Locate every line in the records below that contains the word "handle", and copy each one.

### Exercise materials

+---+

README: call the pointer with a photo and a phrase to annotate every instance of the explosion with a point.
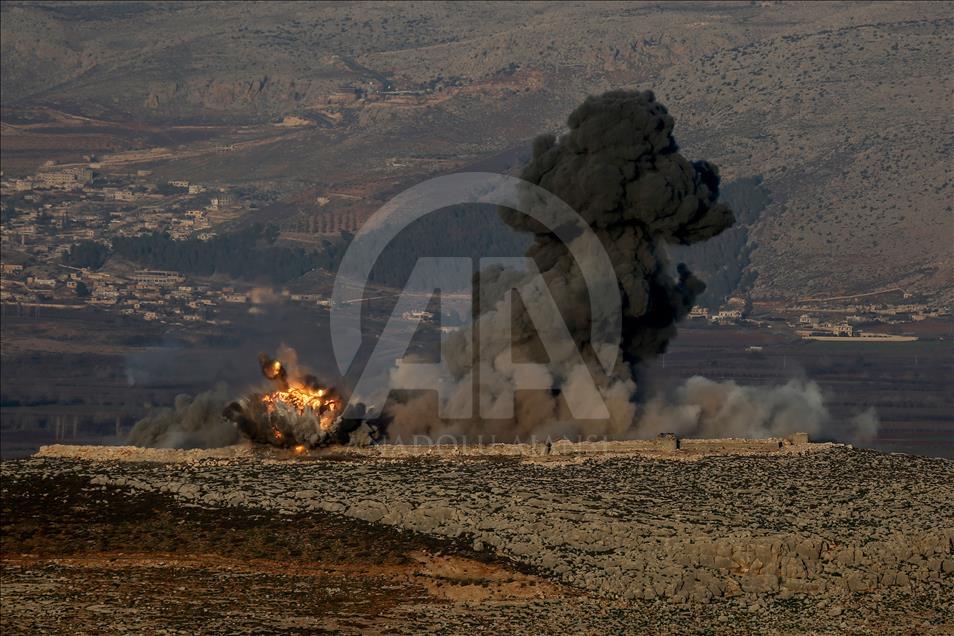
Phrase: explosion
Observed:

+---+

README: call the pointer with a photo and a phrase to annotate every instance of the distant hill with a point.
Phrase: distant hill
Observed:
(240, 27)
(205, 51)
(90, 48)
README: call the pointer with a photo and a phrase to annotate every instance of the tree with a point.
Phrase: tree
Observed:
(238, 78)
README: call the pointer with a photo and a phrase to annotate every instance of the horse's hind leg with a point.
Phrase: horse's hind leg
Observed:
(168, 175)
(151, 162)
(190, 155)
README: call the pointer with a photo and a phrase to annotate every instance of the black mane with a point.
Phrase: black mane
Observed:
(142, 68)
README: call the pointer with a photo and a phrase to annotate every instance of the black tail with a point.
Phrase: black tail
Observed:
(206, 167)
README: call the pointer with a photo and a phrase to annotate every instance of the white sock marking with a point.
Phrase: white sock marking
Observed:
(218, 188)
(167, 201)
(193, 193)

+---+

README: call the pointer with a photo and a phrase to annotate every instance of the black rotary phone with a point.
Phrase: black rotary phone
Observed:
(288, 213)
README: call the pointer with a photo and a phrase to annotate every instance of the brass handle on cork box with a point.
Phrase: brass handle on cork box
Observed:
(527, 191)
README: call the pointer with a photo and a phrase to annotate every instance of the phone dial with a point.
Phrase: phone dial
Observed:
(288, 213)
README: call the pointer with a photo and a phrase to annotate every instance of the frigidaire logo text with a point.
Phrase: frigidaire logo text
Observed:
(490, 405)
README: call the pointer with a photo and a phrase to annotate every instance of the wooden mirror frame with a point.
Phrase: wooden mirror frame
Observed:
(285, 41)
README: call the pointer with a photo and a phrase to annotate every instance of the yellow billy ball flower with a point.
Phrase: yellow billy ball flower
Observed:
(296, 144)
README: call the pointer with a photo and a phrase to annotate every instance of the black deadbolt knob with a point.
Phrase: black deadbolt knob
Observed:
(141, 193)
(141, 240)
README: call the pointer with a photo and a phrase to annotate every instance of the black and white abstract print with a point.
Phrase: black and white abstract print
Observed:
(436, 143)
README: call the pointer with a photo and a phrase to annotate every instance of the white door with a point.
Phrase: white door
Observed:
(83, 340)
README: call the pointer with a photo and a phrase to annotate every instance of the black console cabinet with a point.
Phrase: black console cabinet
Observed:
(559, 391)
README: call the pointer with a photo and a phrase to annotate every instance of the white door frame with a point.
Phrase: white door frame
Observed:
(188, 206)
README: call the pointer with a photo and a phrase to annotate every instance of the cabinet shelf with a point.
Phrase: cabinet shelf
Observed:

+---+

### Exercise response
README: call the pointer with a photo and a phrase to annotate every instance of the brass handle on cork box with a point.
Phrase: brass handle on cork box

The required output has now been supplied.